-- RECORDS --
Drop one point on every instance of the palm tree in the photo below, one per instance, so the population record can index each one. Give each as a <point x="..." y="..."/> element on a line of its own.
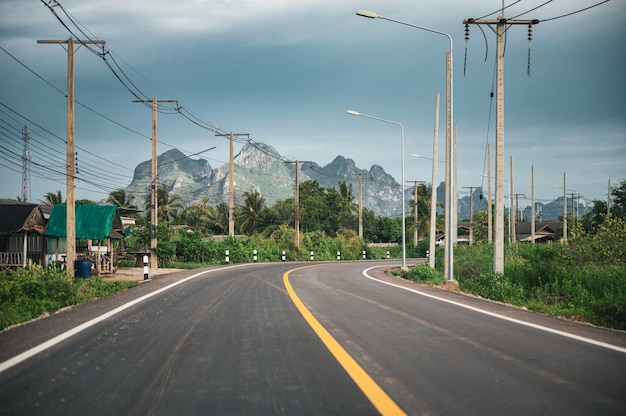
<point x="220" y="217"/>
<point x="250" y="212"/>
<point x="120" y="199"/>
<point x="51" y="198"/>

-- TASK TO CARRY OUT --
Revise the data above by replacing "palm tree" with "coconut palm" and changing nothing else, and leave the pictures out of your answer.

-- CORRECT OUTPUT --
Drop one point on every instance of the coconut palm in the photo below, one per instance, so the population record can index each one. Give each as a <point x="..." y="..."/> element on a line of its own.
<point x="220" y="217"/>
<point x="250" y="212"/>
<point x="120" y="199"/>
<point x="51" y="198"/>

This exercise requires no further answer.